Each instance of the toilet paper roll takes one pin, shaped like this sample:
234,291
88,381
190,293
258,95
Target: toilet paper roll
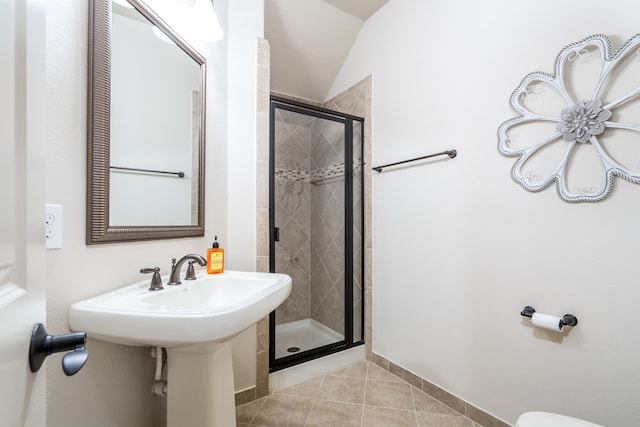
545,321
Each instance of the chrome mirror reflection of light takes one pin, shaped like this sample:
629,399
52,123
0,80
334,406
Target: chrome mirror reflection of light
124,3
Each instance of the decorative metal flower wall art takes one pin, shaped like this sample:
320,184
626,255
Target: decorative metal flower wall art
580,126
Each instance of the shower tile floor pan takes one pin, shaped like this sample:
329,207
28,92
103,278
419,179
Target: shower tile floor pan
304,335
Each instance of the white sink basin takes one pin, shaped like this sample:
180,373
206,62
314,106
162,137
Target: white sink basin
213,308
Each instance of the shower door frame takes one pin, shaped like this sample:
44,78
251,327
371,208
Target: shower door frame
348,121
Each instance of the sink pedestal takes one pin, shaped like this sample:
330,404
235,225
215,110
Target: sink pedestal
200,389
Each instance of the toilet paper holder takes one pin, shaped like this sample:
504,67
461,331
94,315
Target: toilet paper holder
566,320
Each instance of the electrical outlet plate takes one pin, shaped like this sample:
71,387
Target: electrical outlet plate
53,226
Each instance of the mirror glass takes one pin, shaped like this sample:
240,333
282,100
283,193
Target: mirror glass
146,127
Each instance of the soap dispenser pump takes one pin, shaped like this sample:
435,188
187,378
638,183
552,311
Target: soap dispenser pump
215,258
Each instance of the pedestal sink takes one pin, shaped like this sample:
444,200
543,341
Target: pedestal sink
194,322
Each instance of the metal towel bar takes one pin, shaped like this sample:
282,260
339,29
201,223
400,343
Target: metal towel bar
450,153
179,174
----
TASK REQUIREMENTS →
Give back every entry verbatim. No pictures belong in the copy.

TASK RESPONSE →
Each instance of the toilet paper roll takes one pin, shaped like this sample:
234,291
88,381
190,293
258,95
Target: toilet paper roll
545,321
Each instance of the chrome mirror reflection of light takes one pin, shaped like this sample:
629,399
52,123
0,80
334,406
Target: chrome mirror reflection of light
124,3
Each instance of the decorative metal flower wall art takes one pin, shaped like this sample:
320,184
626,255
Target: decorative metal flower wall art
580,126
Each instance of the shower tile floor pan takes one pin, shaped like this sample:
329,207
28,92
103,278
419,179
Target: shower tile floor pan
304,335
Each instance of the white sink basin takes one pin, shaped like this sample:
180,373
206,62
314,106
162,137
Target: white sink basin
213,308
Each instance of the shower door frame takes one pin, shaped like this sample:
44,78
251,327
371,208
Target: shower door frame
348,121
Each instance of the sink pedestal takes one pin, shaped like this sample:
330,404
235,225
215,110
Target: sink pedestal
200,389
Each instance of the toilet paper holder takes one pin, shaped like this sample:
504,67
461,331
94,315
Target: toilet paper holder
566,320
Each instance of the electrical outlet plate takes one pin, shaped like this sample:
71,387
Target: electrical outlet plate
53,226
Each instance of the mirror glass takes one pin, shaped like this sample:
240,333
282,100
283,193
Target: mirror glass
146,127
Each instance of the soap dispenser pump takes one pin, shaped like this sample:
435,188
187,378
638,183
552,311
Target: soap dispenser pump
215,258
Each instance of the pedestal sink takes one pin, shaped like this sample:
444,200
543,341
Target: pedestal sink
194,322
Each instance of the metal towel bar takes one pin, shaped like this sample:
282,260
339,29
201,223
400,343
Target: metal towel bar
450,153
179,174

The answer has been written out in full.